▶ Текст:
----

В то лето французы – быть может, впервые – позволили себе смеяться над былым кошмаром. В многочисленных балаганчиках, возведенных в саду Тюильри, шли нехитрые спектакли – нарочитая смесь ярмарочного гиньоля и циркового представления, где и Марат, и король со своей семьей, и Дантон, и Робеспьер, и даже Сансон были представлены водевильными злодеями и столь же водевильными страдальцами.

Памятная доска на ресторане «Прокоп»

Действительно, отчасти эта странная феерия перекликалась и с «Островом пингвинов», и даже с убранством кафе «Прокоп». Не могу сказать, что нашел в себе довольно хладнокровия и философичности, чтобы радоваться балаганчикам с их изживанием трагедии через смех, и что всегда хотел смеяться вместе со зрителями. Для этого надо быть французом, причем способным по-настоящему независимо мыслить. Тем более невозможно это для человека, прожившего более полувека при советском режиме. Мы привыкли восхищаться, клеймить, разоблачать и ненавидеть. Снисхождение и терпимость не были нам знакомы.

А Франция уже давно приближалась к приятию непоправимости истории, к примирению с былым. В стране, где, по выражению Анатоля Франса, «коронован разум», в стране великих историков настоящее все больше становится главным: прошлое может быть уроком, но не веригами, а будущее не рассматривается как сияющая цель. Устремленность к объективному знанию была непременным качеством французских историков и особенно великой школы «Анналов». «К несчастью, привычка судить в конце концов отбивает охоту объяснять, – писал один из ее основателей, Марк Блок. – Когда отблески страстей прошлого смешиваются с пристрастиями настоящего, реальная человеческая жизнь превращается в черно-белую картину. Уже Монтень предупреждал нас об этом: „Когда суждение тянет вас в одну сторону, невозможно не отклониться и не повести изложение куда-то вкось“».

В этой стране умеют иронически относиться к истории и смеясь изживать боль, ненависть, даже горе. Когда умерла так многими любимая Франсуаза Саган, спустя лишь несколько дней после ее кончины в пустяковом телешоу потешались над ее привычками и пародировали ее манеры. Там иное отношение к смерти, а смехом можно выразить и любовь…

Тюильрийский сад выходит на площадь Согласия (Конкорд).

----

▶ Предоставленные материалы:
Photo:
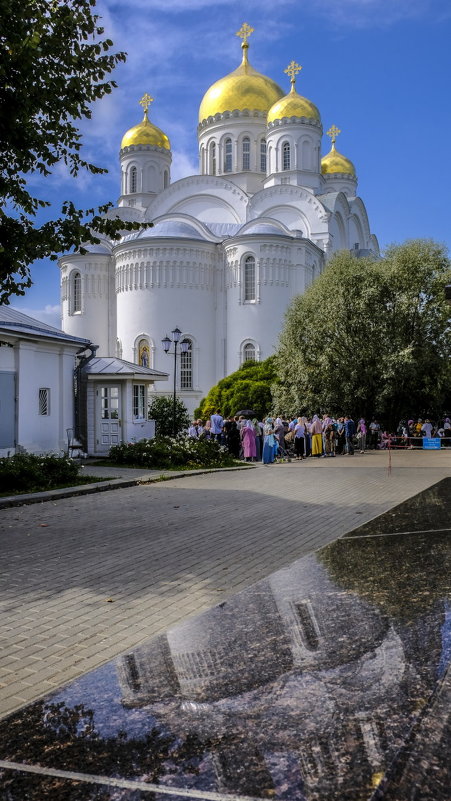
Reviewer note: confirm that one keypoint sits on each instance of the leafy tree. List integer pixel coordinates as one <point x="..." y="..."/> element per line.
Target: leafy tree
<point x="161" y="409"/>
<point x="53" y="66"/>
<point x="247" y="388"/>
<point x="370" y="336"/>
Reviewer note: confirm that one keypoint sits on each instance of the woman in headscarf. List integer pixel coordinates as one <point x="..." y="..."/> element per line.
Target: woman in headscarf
<point x="299" y="438"/>
<point x="268" y="441"/>
<point x="316" y="430"/>
<point x="248" y="441"/>
<point x="232" y="436"/>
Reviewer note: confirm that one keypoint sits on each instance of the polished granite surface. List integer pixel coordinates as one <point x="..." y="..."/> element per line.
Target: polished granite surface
<point x="328" y="681"/>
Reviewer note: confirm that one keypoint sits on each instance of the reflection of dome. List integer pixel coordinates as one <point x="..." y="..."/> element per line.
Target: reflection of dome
<point x="145" y="133"/>
<point x="334" y="162"/>
<point x="244" y="88"/>
<point x="293" y="105"/>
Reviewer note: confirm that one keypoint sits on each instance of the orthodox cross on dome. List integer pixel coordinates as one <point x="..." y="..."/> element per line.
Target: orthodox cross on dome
<point x="244" y="33"/>
<point x="292" y="70"/>
<point x="333" y="132"/>
<point x="145" y="102"/>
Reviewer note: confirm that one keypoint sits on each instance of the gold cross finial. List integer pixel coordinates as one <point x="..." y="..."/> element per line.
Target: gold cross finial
<point x="292" y="70"/>
<point x="145" y="102"/>
<point x="244" y="32"/>
<point x="333" y="133"/>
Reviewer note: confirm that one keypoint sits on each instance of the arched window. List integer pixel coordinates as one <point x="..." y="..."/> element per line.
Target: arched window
<point x="263" y="155"/>
<point x="286" y="158"/>
<point x="186" y="365"/>
<point x="249" y="278"/>
<point x="228" y="155"/>
<point x="246" y="153"/>
<point x="143" y="353"/>
<point x="76" y="293"/>
<point x="249" y="354"/>
<point x="133" y="179"/>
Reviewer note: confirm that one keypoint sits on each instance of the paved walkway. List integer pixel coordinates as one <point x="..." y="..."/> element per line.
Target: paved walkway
<point x="85" y="578"/>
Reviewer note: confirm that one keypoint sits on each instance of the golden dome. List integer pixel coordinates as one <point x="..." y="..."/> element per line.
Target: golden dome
<point x="145" y="133"/>
<point x="244" y="88"/>
<point x="293" y="105"/>
<point x="335" y="162"/>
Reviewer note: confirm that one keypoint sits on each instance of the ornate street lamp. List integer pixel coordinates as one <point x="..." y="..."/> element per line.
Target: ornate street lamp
<point x="184" y="347"/>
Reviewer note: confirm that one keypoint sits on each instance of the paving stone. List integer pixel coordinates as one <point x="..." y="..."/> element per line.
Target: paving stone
<point x="161" y="564"/>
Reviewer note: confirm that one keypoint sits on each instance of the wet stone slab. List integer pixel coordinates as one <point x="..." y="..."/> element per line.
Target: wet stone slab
<point x="328" y="681"/>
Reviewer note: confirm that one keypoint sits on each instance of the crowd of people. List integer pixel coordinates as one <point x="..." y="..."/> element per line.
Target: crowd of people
<point x="276" y="439"/>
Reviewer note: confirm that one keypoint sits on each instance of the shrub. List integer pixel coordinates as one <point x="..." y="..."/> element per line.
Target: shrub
<point x="167" y="452"/>
<point x="161" y="409"/>
<point x="28" y="472"/>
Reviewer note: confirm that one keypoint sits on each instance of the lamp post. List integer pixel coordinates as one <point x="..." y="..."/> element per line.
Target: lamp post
<point x="184" y="346"/>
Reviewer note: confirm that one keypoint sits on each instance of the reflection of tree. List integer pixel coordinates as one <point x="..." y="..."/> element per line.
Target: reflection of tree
<point x="403" y="575"/>
<point x="57" y="736"/>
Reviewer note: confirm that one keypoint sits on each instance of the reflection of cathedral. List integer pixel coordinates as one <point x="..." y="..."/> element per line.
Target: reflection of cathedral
<point x="294" y="671"/>
<point x="230" y="247"/>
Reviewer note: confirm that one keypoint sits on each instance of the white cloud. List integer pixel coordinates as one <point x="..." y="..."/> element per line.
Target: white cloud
<point x="49" y="314"/>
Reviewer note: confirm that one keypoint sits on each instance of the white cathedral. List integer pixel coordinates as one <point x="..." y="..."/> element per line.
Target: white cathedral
<point x="229" y="248"/>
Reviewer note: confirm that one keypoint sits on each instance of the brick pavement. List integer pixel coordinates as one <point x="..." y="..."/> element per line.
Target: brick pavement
<point x="85" y="578"/>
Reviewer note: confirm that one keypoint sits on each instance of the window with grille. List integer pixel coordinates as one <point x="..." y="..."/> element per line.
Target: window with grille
<point x="246" y="153"/>
<point x="133" y="179"/>
<point x="228" y="155"/>
<point x="139" y="402"/>
<point x="44" y="401"/>
<point x="263" y="155"/>
<point x="286" y="156"/>
<point x="186" y="367"/>
<point x="249" y="278"/>
<point x="249" y="352"/>
<point x="76" y="293"/>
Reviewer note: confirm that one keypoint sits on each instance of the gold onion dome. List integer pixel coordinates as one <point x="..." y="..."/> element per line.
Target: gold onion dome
<point x="242" y="89"/>
<point x="334" y="162"/>
<point x="145" y="133"/>
<point x="293" y="104"/>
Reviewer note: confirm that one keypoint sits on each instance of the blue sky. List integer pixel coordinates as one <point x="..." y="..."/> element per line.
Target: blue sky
<point x="378" y="69"/>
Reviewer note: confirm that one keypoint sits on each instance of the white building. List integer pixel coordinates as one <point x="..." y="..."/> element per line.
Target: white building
<point x="230" y="247"/>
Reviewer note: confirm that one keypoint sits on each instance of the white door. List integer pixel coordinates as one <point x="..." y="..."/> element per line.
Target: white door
<point x="109" y="430"/>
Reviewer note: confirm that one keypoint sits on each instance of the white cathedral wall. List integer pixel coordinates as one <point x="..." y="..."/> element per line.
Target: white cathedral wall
<point x="161" y="286"/>
<point x="96" y="319"/>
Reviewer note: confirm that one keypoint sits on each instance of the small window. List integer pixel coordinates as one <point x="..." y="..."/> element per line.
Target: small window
<point x="249" y="352"/>
<point x="228" y="155"/>
<point x="133" y="179"/>
<point x="263" y="155"/>
<point x="139" y="402"/>
<point x="76" y="293"/>
<point x="249" y="278"/>
<point x="286" y="156"/>
<point x="144" y="353"/>
<point x="186" y="366"/>
<point x="246" y="153"/>
<point x="44" y="402"/>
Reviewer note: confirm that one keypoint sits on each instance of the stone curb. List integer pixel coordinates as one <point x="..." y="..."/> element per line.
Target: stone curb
<point x="102" y="486"/>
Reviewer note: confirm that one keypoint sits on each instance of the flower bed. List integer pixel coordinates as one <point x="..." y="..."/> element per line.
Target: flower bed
<point x="26" y="472"/>
<point x="165" y="453"/>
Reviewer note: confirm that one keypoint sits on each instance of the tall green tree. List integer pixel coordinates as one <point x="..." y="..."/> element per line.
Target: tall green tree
<point x="247" y="388"/>
<point x="54" y="64"/>
<point x="370" y="336"/>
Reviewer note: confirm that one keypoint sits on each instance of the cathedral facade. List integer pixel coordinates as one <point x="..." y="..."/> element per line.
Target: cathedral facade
<point x="228" y="248"/>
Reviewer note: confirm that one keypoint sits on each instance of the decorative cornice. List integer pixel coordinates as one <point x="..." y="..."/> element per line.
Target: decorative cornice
<point x="228" y="115"/>
<point x="295" y="121"/>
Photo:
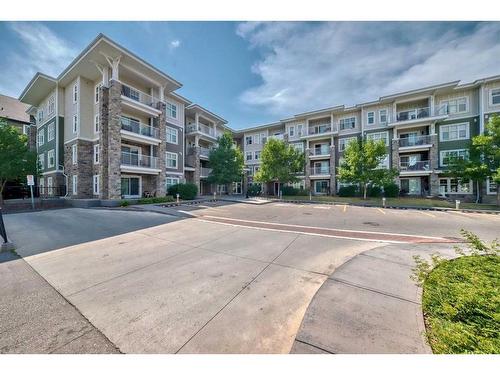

----

▶ Что сделать: Приведите отрезок текста о французах и их отношении к прошлому от слов «В этой стране умеют» до слов «на площадь Согласия (Конкорд).», заменив в нем «пустяковом» на «вечернем».

▶ Ответ:
В этой стране умеют иронически относиться к истории и смеясь изживать боль, ненависть, даже горе. Когда умерла так многими любимая Франсуаза Саган, спустя лишь несколько дней после ее кончины в вечернем телешоу потешались над ее привычками и пародировали ее манеры. Там иное отношение к смерти, а смехом можно выразить и любовь…

Тюильрийский сад выходит на площадь Согласия (Конкорд).